# Records for this exercise:
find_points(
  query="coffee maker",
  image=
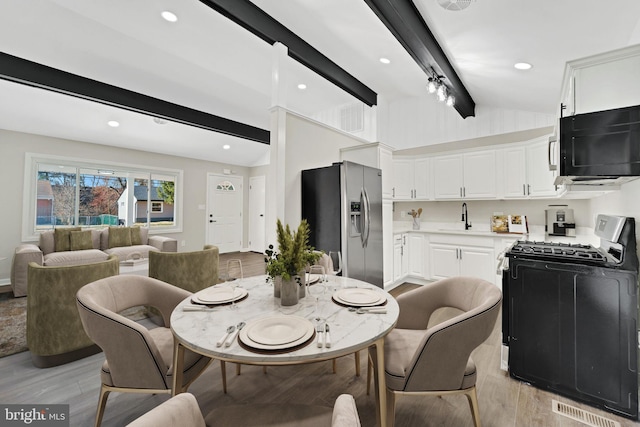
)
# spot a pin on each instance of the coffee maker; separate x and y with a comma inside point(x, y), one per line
point(559, 221)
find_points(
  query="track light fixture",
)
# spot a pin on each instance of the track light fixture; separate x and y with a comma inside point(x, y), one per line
point(437, 86)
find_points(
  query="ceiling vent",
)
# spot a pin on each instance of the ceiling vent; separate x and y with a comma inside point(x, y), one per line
point(352, 117)
point(455, 5)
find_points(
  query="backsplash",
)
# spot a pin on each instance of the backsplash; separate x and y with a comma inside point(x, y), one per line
point(480, 211)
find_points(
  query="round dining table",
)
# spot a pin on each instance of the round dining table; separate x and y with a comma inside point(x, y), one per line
point(200, 327)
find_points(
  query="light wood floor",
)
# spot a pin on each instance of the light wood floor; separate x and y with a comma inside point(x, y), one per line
point(503, 401)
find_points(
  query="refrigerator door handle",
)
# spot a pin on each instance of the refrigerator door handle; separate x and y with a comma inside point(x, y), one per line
point(366, 219)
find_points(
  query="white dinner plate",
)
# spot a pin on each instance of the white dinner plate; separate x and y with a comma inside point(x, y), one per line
point(219, 295)
point(313, 278)
point(277, 332)
point(359, 297)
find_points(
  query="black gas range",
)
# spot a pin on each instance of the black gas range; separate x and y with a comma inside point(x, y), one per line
point(556, 251)
point(570, 313)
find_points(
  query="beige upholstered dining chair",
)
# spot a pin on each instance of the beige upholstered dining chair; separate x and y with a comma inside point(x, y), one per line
point(428, 355)
point(138, 360)
point(192, 271)
point(183, 410)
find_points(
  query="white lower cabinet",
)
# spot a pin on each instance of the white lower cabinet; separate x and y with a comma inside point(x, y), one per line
point(416, 252)
point(400, 257)
point(449, 260)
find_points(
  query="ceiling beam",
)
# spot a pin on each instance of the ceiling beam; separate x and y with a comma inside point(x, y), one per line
point(18, 70)
point(405, 22)
point(257, 21)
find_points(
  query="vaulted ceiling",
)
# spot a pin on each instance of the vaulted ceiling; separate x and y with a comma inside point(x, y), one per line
point(208, 63)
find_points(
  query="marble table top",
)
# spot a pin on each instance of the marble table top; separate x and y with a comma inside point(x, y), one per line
point(350, 332)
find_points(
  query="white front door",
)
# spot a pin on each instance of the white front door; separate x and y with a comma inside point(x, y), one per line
point(224, 212)
point(256, 214)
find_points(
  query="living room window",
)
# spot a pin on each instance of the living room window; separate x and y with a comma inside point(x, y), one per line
point(63, 192)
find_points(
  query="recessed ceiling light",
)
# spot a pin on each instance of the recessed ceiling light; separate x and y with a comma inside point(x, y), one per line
point(169, 16)
point(522, 65)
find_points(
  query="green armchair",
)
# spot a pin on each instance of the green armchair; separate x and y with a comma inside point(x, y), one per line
point(54, 331)
point(192, 271)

# What to work on:
Would you copy all the material exactly, dropping the pictures?

# Solution for this problem:
find_points(
  query="coffee maker",
  image=
)
# spot a pin on each instance of the coffee maker; separate x and y with a comma inside point(x, y), one per line
point(559, 221)
find_points(
  query="track light fixture",
)
# spot a pin on each instance of the track light fixture; separate x and y with a comma inside point(x, y), one per line
point(437, 86)
find_points(
  query="ceiling vent",
)
# spot a pin on each instance of the ceiling vent; separate x and y with a comma inside point(x, y), one per line
point(352, 117)
point(455, 5)
find_points(
  query="backsplash",
)
# spot a pin on each instance of the backsplash; separate x and y with a comma inside point(x, y), one per line
point(480, 211)
find_points(
  query="round dining table",
)
# spot a pin on each instance of the round dining table; separate x and y with a comma inside point(x, y), one per line
point(200, 327)
find_points(
  query="light wood floor",
)
# spot a pin on each instance of the light wood floor; separate x and y with a comma inside point(x, y), one per line
point(503, 401)
find_points(
  query="refrigerator door handle",
)
# spot a pin on each instance of the refrigerator door handle; separate x and y with a comma inside point(x, y), one per line
point(366, 219)
find_points(
  query="white dinner plate",
)
# spot a pin on each instance of the white dinner plate; separate x and y with a comma inside point(x, y), one per line
point(219, 295)
point(313, 278)
point(277, 332)
point(359, 297)
find_points(
  query="black gas range",
)
# spot a pin on each instance of the black gas range; separate x and y with a comma inside point(x, y), one per line
point(556, 251)
point(570, 313)
find_points(
  query="beige upholstered dining chair",
)
# spot a pin on each instance of the beige upholstered dining chair; separate x and y with a comma inside point(x, y), one per line
point(428, 355)
point(138, 360)
point(192, 271)
point(183, 410)
find_points(
  query="white lower cabinet",
)
# spot a pin on each instance of the white lower cabinet; separate x and y with a comma inside point(x, y), one per line
point(416, 252)
point(400, 257)
point(449, 260)
find_points(
  query="ceiling beam",
)
# spot a pin on each instance of the ceiling beam; separate x and y with a comma inside point(x, y), one per line
point(18, 70)
point(405, 22)
point(257, 21)
find_points(
  query="vaulted ceiling",
)
# spot a pin on each instance of the vaulted ceiling; separate x and y with a comma inside point(x, y), one per line
point(208, 63)
find_points(
  query="marble table top",
)
# spot a pin on each instance of the marble table top; separate x and y with a comma inside point(x, y), one per line
point(350, 332)
find_points(
  query="white front door",
)
# spot a pin on each instance of the white front door; separate x and y with a comma inside point(x, y), one per line
point(224, 212)
point(256, 214)
find_points(
  query="living room window",
)
# spot a pin on each instance of the living room window; separate x and y with a comma inside point(x, y), one per line
point(63, 192)
find_points(
  query="recessed ceiling light",
)
# spot a pin on each instance of the recessed ceiling light; separate x and y with a comma inside point(x, y), one per line
point(169, 16)
point(522, 65)
find_points(
  query="green armchair",
)
# spot a pin on each instance of the green armchair; separate x and y with a comma inside point(x, y), one per line
point(54, 331)
point(192, 271)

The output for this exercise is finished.